Write out every entry exactly as it stands.
★ ★ ★ ★ ★ ★ ★
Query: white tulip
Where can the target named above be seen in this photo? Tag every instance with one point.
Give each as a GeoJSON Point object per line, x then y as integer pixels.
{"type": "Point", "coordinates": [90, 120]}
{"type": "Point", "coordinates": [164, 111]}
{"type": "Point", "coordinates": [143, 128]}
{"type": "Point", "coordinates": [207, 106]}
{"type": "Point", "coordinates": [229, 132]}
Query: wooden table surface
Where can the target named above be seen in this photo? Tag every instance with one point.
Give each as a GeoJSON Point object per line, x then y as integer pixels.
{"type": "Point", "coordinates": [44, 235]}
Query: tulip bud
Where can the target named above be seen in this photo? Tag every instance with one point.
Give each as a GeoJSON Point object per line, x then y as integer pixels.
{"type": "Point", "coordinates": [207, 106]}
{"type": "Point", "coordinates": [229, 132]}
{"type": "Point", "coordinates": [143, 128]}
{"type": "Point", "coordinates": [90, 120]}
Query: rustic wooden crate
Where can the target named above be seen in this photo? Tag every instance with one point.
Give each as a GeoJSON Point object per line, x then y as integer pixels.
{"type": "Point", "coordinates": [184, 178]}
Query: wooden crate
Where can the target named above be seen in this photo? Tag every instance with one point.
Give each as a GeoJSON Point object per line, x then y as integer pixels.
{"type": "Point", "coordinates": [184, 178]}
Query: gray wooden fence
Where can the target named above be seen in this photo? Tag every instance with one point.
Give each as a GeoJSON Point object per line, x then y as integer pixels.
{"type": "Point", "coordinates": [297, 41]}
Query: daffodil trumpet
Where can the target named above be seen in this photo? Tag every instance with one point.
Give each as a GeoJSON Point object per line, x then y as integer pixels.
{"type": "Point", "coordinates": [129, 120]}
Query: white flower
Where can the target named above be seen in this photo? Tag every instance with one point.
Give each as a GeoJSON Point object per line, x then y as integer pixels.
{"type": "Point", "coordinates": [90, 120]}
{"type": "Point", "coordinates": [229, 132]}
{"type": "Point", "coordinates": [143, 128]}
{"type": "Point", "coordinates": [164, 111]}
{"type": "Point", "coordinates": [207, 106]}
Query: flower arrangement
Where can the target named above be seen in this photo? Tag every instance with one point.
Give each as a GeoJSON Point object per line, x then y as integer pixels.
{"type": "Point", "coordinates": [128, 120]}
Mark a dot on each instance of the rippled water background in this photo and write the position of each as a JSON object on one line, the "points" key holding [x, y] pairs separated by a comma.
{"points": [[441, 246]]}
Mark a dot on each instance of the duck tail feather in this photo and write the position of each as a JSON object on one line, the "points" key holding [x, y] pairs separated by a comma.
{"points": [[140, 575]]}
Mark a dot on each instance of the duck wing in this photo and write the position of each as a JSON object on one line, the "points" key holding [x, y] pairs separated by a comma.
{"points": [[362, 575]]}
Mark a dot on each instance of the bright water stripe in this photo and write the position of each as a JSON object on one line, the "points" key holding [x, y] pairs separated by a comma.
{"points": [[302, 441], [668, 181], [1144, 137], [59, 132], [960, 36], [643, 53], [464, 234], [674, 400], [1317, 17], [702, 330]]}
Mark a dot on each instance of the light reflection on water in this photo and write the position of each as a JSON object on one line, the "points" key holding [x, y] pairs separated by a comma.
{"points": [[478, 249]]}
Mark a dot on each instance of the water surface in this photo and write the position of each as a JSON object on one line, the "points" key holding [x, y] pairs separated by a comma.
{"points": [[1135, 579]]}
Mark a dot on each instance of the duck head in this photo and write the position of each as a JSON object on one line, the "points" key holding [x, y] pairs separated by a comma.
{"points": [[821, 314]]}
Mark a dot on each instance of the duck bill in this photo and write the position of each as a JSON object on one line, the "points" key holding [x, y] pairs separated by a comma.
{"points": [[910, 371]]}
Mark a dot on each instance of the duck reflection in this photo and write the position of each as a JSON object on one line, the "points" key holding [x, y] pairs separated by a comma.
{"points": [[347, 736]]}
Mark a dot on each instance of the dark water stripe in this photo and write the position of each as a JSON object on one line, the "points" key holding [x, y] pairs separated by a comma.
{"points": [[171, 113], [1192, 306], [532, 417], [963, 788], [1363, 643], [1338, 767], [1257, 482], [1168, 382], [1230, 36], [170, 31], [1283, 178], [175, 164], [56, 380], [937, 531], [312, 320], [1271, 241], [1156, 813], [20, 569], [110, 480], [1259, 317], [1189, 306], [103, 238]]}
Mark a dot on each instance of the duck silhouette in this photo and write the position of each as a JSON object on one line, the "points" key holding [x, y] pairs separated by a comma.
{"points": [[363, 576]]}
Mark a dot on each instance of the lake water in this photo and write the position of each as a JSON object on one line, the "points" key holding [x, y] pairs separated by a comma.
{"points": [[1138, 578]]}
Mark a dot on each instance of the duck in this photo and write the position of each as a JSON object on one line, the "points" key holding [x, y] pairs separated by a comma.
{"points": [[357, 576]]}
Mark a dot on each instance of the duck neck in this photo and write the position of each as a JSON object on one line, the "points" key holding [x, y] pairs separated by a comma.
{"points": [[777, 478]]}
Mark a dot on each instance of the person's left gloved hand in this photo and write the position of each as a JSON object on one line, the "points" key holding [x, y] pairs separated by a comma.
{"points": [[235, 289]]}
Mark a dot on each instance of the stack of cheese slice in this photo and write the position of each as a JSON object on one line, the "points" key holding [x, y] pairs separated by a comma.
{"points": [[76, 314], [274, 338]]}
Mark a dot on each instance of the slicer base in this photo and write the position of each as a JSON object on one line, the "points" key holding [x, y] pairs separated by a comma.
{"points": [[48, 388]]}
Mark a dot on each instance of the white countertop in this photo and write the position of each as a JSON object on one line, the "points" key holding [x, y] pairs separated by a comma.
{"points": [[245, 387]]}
★ ★ ★ ★ ★ ★ ★
● Response area:
Query: white tulip
Where can the target named above be seen in this photo? Tag every instance with one point.
Give each as a GeoJSON Point object per line, x then y as integer pixels.
{"type": "Point", "coordinates": [90, 120]}
{"type": "Point", "coordinates": [164, 111]}
{"type": "Point", "coordinates": [143, 128]}
{"type": "Point", "coordinates": [207, 106]}
{"type": "Point", "coordinates": [229, 132]}
Query: wooden table surface
Where can the target named above be seen in this photo? Tag every instance with one point.
Give each as a GeoJSON Point object per line, x then y as integer pixels.
{"type": "Point", "coordinates": [44, 235]}
Query: tulip bud
Where can the target named above be seen in this photo? Tag every instance with one point.
Give each as a GeoJSON Point object per line, x then y as integer pixels.
{"type": "Point", "coordinates": [207, 106]}
{"type": "Point", "coordinates": [229, 132]}
{"type": "Point", "coordinates": [143, 128]}
{"type": "Point", "coordinates": [90, 120]}
Query: rustic wooden crate
Where can the target named above be seen in this photo? Tag every instance with one point.
Give each as a GeoJSON Point object per line, x then y as integer pixels.
{"type": "Point", "coordinates": [184, 178]}
Query: wooden crate
Where can the target named above be seen in this photo? Tag every instance with one point.
Give each as a GeoJSON Point object per line, x then y as integer pixels.
{"type": "Point", "coordinates": [184, 178]}
Query: gray wooden fence
Where can the target named above be seen in this photo? Tag every instance with one point.
Give each as a GeoJSON Point object per line, x then y as integer pixels.
{"type": "Point", "coordinates": [297, 41]}
Query: daffodil trumpet
Where can the target named above be seen in this photo? Tag every instance with one point.
Give each as a GeoJSON Point object per line, x then y as integer pixels.
{"type": "Point", "coordinates": [129, 120]}
Query: white flower
Where can the target named above be seen in this photo? Tag every instance with one point.
Give each as a GeoJSON Point object per line, x then y as integer pixels.
{"type": "Point", "coordinates": [90, 120]}
{"type": "Point", "coordinates": [229, 132]}
{"type": "Point", "coordinates": [143, 128]}
{"type": "Point", "coordinates": [164, 111]}
{"type": "Point", "coordinates": [207, 106]}
Query: flower arrangement
Where can the target named above be seen in this photo? Tag every instance with one point.
Give each as a GeoJSON Point object per line, x then y as integer pixels.
{"type": "Point", "coordinates": [128, 120]}
Mark a dot on each instance of the rippled water background in this photo and write the position of each as a JSON object on one line, the "points" key holding [x, y] pairs separated by a comma.
{"points": [[441, 246]]}
Mark a dot on each instance of the duck tail feather in this photo and write the position of each as a JSON object on one line, the "points" key holding [x, y] pairs separated by a comma.
{"points": [[140, 575]]}
Mark a dot on each instance of the duck wing in this photo and write the position of each as a JSON object on one line, the "points" key holding [x, y] pairs separated by a comma.
{"points": [[362, 575]]}
Mark a dot on each instance of the bright water stripe in this photo and write the position of each as a JSON object on one line, the "points" key holding [x, y] pairs separated by a comma.
{"points": [[302, 441], [668, 181], [1144, 137], [59, 132], [960, 36], [643, 53], [464, 234], [674, 400], [1317, 17], [702, 330]]}
Mark a dot on each instance of the light reflection on water in this photo and write the position of each as a JSON object on one line, the "points" key holding [x, y] pairs separated by a comma.
{"points": [[478, 249]]}
Mark a dot on each instance of the water surface in this photo and write the position of each as a JSON object on one line, the "points" key holding [x, y] pairs separated by a comma.
{"points": [[1135, 579]]}
Mark a dot on each instance of the duck head in this photo and write the position of each as a JSON object on one line, the "points" key holding [x, y] pairs separated by a comma.
{"points": [[821, 314]]}
Mark a dot on each instance of the duck bill in this photo and write the position of each as a JSON object on one line, the "points" key holding [x, y] pairs separated by a comma.
{"points": [[910, 371]]}
Mark a dot on each instance of the duck reflection in this photo and write the position of each as a JSON object on one line, the "points" key holding [x, y] pairs separated by a comma.
{"points": [[347, 736]]}
Mark a dot on each instance of the dark water stripe in this photo and write the position of each as a JSON object on one line, the "points" key holding [x, y] pairs separated by a comma.
{"points": [[171, 113], [1192, 306], [532, 417], [963, 788], [1363, 643], [1338, 767], [1257, 482], [1168, 382], [1230, 36], [170, 31], [1283, 178], [175, 164], [56, 380], [937, 531], [312, 320], [1271, 241], [1156, 813], [20, 569], [110, 480], [1259, 317], [1189, 306], [103, 238]]}
Mark a dot on each instance of the duck silhouette in this photo and write the position of each as a JSON object on one line, the "points" key holding [x, y] pairs separated by a comma.
{"points": [[363, 576]]}
Mark a dot on each instance of the lake water in this photo and write the position of each as a JSON object on one line, the "points" key holding [x, y] pairs separated by a comma.
{"points": [[1138, 578]]}
Mark a dot on each instance of the duck in this photo and write the position of each as a JSON object on one line, the "points" key holding [x, y] pairs separated by a comma.
{"points": [[357, 576]]}
Mark a dot on each instance of the duck neck in this photo and write the position of each as a JSON object on one line, the "points" key holding [x, y] pairs separated by a comma.
{"points": [[777, 478]]}
Mark a dot on each instance of the person's left gloved hand in this photo and write the position of each as a JSON object on one line, the "points" key holding [x, y] pairs separated by a comma.
{"points": [[235, 289]]}
Mark a dot on each instance of the stack of cheese slice in this photo and write the position of each as a JSON object on one line, the "points" key holding [x, y] pairs separated by a comma.
{"points": [[76, 314], [274, 338]]}
Mark a dot on each instance of the slicer base in this photo and write the position of each as a JSON object on one line, the "points" key holding [x, y] pairs separated by a comma.
{"points": [[48, 388]]}
Mark a dot on each instance of the white countertop in this photo and write the position of each as a JSON object on one line, the "points" key holding [x, y] pairs separated by a comma.
{"points": [[245, 387]]}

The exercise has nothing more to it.